Each year food-borne diseases kill two million people globally; Bangladesh needs capacity enhancement to fight food contaminants and adulteration
It has been eight years since Bangladesh enacted a food safety act and six years since it established a food safety authority but consumers fear the presence of contaminants and adulteration in the food value chain is far from over.
There is no lab facility capable of analyzing trans-fat, no traceability mechanism in place to track food products, and no effective mechanisms to deter bacteria like – salmonella, listeria, and E. coli – from entering into the water and the food value chain.
To help Bangladesh advance a step forward in its pursuit to attain safer food for consumers, the United Nations’ specialized body Food and Agriculture Organization (FAO) has recently embarked upon a project to identify gaps and opportunities in strengthening the national food control system.
FAO has also plan to pilot some food safety indicators in Bangladesh like it did in China, South Korea, the Philippines, Bhutan and Cook Islands in recent years, officials concerned told Dhaka Tribune.
Officials at Food Ministry and FAO, Bangladesh office said, the UN body’s initiatives helped these countries identify important food safety indicators (FSI) thereby, identifying areas requiring interventions.
Bangladesh government and FAO launched on March 11 a program to identify FSI for Bangladesh, which officials said would help the authorities better tackle food safety challenges in near future.
For instance, an effective traceability is now in place in Bhutan that can track from end-to-end every egg the Himalayan Kingdom produces and markets.
Senior Food Safety and Nutrition Officer of FAO Regional Office for Asia and the Pacific, Bangkok, Sridhar Dharmapuri said they will come up with a regional food safety guideline by next month, scale up pilots in China, South Korea, the Philippines, Bhutan, and Cook Islands and “will see how we can pilot in Bangladesh too.”
Department of Agricultural Extension’s senior plant quarantine official Md Shamsul Alam said European Union had slapped an export ban in 2014 on betel leaves from Bangladesh due to presence of salmonella.

+-------+

*EXERCISE PROMPT*. Using the article above on food safety in Bangladesh, explain in one to three sentences why the European Union banned betel leaves from Bangladesh in 2014.

+-------+

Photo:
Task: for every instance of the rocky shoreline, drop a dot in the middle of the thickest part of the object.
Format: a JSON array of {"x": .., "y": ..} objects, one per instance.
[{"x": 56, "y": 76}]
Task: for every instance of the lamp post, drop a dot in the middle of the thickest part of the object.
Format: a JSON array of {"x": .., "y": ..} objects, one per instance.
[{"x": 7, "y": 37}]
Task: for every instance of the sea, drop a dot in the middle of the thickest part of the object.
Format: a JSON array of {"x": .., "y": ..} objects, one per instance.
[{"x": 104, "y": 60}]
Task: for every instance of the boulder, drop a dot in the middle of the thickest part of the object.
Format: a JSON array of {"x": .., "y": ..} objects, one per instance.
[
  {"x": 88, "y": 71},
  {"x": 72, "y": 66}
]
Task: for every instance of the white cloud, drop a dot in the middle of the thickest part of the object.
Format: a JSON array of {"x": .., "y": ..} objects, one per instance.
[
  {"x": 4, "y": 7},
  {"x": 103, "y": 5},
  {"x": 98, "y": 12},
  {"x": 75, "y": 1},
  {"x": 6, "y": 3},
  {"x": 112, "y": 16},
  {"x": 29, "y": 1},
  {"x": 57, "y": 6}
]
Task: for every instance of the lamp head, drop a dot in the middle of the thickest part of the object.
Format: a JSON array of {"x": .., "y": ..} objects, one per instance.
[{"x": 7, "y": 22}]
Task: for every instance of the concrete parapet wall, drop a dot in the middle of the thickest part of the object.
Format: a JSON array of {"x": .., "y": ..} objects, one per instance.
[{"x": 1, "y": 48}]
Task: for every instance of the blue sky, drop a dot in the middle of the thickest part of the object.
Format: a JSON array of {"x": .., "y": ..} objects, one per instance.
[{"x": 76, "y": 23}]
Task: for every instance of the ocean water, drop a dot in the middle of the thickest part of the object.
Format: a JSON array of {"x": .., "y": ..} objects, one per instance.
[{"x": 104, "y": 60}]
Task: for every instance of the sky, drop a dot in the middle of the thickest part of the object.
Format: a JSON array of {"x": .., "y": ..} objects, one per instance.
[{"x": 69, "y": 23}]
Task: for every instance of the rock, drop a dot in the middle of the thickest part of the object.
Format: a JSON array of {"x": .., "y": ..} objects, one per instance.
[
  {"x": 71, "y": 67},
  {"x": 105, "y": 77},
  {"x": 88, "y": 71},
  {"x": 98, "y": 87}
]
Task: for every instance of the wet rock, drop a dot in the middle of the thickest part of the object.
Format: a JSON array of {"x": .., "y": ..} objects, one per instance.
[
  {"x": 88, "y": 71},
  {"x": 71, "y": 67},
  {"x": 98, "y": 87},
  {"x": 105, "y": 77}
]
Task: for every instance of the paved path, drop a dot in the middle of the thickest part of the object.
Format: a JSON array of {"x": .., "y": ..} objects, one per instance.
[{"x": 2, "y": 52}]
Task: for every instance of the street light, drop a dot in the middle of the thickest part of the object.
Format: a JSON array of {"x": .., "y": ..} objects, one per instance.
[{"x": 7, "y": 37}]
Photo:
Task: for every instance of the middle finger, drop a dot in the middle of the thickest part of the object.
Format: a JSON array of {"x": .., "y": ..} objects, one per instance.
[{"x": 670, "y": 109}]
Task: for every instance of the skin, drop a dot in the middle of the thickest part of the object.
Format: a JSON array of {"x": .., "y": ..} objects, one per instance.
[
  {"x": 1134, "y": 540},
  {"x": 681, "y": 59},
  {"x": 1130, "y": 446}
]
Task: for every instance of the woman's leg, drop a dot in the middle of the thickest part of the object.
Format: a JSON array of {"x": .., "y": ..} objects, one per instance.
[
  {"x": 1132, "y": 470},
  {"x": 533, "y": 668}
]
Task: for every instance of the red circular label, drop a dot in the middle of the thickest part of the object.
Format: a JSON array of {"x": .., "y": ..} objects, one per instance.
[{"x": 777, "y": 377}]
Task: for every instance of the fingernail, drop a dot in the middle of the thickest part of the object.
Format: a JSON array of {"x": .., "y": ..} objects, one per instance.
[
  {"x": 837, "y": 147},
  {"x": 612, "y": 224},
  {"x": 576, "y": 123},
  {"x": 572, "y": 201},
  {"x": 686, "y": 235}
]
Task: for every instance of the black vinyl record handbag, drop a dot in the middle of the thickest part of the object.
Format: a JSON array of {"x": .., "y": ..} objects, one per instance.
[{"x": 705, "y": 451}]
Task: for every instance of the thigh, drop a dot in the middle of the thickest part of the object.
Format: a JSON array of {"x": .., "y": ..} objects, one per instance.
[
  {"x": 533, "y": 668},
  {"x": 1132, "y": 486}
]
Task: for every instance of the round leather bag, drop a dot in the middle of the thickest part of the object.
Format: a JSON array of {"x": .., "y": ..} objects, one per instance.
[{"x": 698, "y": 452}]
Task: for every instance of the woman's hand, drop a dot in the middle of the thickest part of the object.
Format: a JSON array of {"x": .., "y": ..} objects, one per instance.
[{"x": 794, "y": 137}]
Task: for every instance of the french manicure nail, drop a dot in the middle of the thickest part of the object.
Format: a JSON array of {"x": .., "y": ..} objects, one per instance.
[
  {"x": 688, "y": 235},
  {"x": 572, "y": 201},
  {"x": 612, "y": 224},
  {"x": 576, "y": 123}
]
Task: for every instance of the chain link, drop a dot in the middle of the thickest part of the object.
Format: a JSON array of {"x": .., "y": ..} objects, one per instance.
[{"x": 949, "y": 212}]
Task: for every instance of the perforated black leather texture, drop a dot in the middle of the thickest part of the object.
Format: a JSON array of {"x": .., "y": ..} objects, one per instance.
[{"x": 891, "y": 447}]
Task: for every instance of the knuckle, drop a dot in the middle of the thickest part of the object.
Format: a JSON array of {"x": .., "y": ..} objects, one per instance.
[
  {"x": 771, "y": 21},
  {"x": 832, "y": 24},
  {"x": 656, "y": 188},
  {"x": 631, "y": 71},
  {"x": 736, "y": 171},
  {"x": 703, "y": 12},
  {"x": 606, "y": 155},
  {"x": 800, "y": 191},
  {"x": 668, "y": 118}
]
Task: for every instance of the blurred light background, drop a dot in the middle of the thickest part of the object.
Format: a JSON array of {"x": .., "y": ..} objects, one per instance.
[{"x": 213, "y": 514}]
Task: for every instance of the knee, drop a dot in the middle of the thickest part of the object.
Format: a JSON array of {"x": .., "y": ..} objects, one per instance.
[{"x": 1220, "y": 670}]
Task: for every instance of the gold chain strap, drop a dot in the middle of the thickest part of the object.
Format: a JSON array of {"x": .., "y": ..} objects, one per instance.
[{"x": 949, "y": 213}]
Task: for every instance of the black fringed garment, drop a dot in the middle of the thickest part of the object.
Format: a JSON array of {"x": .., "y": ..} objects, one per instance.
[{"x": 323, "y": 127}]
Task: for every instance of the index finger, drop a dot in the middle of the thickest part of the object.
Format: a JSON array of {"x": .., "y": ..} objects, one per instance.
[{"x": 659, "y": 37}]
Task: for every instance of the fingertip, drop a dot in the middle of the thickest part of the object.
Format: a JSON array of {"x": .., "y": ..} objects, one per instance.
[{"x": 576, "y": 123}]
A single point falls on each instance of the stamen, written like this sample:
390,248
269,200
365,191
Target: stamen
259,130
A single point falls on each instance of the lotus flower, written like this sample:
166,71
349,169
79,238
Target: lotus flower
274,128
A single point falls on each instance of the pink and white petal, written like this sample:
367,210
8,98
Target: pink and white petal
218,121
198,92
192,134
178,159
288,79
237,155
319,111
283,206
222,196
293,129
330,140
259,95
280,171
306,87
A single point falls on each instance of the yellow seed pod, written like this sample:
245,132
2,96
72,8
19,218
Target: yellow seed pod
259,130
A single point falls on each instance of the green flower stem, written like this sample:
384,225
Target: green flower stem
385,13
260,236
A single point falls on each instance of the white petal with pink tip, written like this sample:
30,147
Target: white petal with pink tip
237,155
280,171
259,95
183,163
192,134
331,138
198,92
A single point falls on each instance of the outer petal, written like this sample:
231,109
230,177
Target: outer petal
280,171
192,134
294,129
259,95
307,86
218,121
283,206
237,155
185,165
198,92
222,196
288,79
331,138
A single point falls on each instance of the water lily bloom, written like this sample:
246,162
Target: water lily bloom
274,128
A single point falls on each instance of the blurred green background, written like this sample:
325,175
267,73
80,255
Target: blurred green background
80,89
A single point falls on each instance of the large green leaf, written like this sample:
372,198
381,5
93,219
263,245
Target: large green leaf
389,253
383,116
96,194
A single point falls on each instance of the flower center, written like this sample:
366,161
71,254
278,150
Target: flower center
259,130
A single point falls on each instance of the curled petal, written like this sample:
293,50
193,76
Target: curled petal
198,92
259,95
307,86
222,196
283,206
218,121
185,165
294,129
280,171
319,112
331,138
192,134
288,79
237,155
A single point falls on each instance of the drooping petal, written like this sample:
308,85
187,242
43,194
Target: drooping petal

+-------+

*SOLUTION TO THIS PROBLEM*. The European Union banned betel leaves from Bangladesh in 2014 because of the presence of salmonella.